**Directions for this task:**
Return every line of the entries below unchanged and in their original order.

Collected data:
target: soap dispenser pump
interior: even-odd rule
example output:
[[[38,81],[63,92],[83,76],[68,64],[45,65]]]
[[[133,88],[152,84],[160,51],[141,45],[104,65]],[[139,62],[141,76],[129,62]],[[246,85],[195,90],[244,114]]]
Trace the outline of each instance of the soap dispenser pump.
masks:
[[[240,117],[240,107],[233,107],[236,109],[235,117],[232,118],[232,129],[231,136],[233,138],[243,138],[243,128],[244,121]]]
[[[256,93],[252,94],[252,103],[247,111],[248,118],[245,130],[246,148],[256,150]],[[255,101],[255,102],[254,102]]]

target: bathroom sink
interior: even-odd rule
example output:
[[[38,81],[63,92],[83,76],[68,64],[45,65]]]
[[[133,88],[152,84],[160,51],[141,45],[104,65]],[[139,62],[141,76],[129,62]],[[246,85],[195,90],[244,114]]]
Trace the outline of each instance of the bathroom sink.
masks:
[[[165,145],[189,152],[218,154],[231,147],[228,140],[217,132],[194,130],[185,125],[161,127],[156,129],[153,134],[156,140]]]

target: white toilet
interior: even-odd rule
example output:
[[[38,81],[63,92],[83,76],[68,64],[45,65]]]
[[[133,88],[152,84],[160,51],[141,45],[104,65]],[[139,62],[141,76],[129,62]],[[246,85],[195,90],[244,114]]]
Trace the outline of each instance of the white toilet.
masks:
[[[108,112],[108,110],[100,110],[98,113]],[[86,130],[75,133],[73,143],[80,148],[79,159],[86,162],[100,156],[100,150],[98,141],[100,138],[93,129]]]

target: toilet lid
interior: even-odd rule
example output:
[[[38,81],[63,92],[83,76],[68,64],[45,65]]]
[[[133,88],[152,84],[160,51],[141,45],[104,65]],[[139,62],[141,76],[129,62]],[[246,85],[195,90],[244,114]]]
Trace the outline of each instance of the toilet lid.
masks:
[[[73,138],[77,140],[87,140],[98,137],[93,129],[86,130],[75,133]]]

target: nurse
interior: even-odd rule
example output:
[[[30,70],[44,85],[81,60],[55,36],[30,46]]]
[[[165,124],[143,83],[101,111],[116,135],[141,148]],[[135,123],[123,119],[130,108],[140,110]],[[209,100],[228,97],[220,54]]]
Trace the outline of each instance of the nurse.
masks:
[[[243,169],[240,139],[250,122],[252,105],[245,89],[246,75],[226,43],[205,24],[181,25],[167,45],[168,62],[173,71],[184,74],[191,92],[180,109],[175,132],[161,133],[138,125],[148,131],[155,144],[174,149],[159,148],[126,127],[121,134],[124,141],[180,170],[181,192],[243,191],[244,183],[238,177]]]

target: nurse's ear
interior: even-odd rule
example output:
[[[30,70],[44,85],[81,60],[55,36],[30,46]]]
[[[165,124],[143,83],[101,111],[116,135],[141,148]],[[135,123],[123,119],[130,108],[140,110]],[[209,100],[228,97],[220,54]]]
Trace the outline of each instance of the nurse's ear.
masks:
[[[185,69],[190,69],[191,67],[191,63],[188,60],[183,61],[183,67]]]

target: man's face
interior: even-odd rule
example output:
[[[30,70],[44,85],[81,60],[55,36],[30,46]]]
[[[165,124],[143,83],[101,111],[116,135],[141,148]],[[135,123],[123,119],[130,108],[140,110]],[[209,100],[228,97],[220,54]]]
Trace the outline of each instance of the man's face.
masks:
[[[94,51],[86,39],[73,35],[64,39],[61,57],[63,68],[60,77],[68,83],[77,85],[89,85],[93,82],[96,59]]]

**Output for this task:**
target: soap dispenser pump
interior: even-odd rule
example output:
[[[38,81],[63,92],[83,76],[68,64],[45,65]]]
[[[133,88],[152,84],[160,51],[141,45],[104,65]],[[139,62],[141,76],[129,62]],[[246,85],[195,90],[244,114]]]
Trace the outline of each instance of the soap dispenser pump.
masks:
[[[240,117],[240,107],[233,107],[236,109],[235,117],[232,118],[232,129],[231,136],[233,138],[243,138],[243,128],[244,121]]]
[[[256,93],[252,94],[252,103],[247,111],[248,118],[245,130],[246,148],[256,150]],[[255,101],[255,102],[254,102]]]

target: bathroom sink
interior: even-odd rule
example output:
[[[38,81],[63,92],[83,76],[68,64],[45,65]]]
[[[133,88],[152,84],[160,51],[141,45],[104,65]],[[139,62],[141,76],[129,62]],[[246,85],[195,90],[244,114]]]
Trace the outline of each instance of the bathroom sink.
masks:
[[[165,145],[189,152],[218,154],[231,147],[228,140],[217,132],[194,130],[185,125],[161,127],[156,129],[153,134],[156,140]]]

target: white toilet
interior: even-odd rule
example output:
[[[38,81],[63,92],[83,76],[68,64],[45,65]]]
[[[133,88],[152,84],[160,51],[141,45],[104,65]],[[139,62],[141,76],[129,62]],[[246,85],[195,90],[244,114]]]
Trace the outline of each instance of the white toilet.
masks:
[[[108,112],[108,110],[100,110],[98,113]],[[86,130],[75,133],[73,143],[80,148],[79,159],[86,162],[100,156],[100,150],[98,141],[100,138],[93,129]]]

target: toilet lid
interior: even-odd rule
example output:
[[[38,81],[63,92],[83,76],[68,64],[45,65]]]
[[[133,88],[152,84],[160,51],[141,45],[104,65]],[[139,62],[141,76],[129,62]],[[246,85],[195,90],[244,114]]]
Trace the outline of each instance of the toilet lid.
masks:
[[[73,138],[77,140],[87,140],[98,137],[93,129],[86,130],[75,133]]]

target: nurse
interior: even-odd rule
example output:
[[[30,70],[44,85],[81,60],[55,36],[30,46]]]
[[[165,124],[143,83],[101,111],[116,135],[141,148]],[[135,123],[123,119],[130,108],[140,110]],[[209,100],[228,97],[220,54]]]
Trace the outline of each instance of the nurse.
masks:
[[[243,169],[240,139],[250,122],[252,105],[245,89],[246,75],[226,43],[205,24],[181,25],[167,45],[168,62],[173,71],[184,74],[191,92],[180,109],[175,132],[161,133],[138,125],[148,131],[155,144],[174,149],[159,148],[126,127],[121,134],[124,141],[180,170],[181,192],[243,191],[244,183],[238,177]]]

target: nurse's ear
interior: even-odd rule
example output:
[[[30,70],[44,85],[81,60],[55,36],[30,46]]]
[[[165,124],[143,83],[101,111],[116,135],[141,148]],[[135,123],[123,119],[130,108],[140,110]],[[209,100],[228,97],[220,54]]]
Trace the outline of each instance of the nurse's ear.
masks:
[[[185,69],[190,69],[191,67],[191,63],[188,60],[183,61],[183,67]]]

target: man's face
interior: even-odd rule
example output:
[[[30,70],[44,85],[81,60],[55,36],[30,46]]]
[[[165,124],[143,83],[101,111],[116,135],[141,148]],[[135,123],[123,119],[130,108],[140,110]],[[209,100],[228,97],[220,54]]]
Trace the outline of each instance of the man's face.
masks:
[[[94,51],[86,39],[73,35],[64,39],[61,57],[63,68],[60,77],[68,83],[77,85],[89,85],[93,82],[96,59]]]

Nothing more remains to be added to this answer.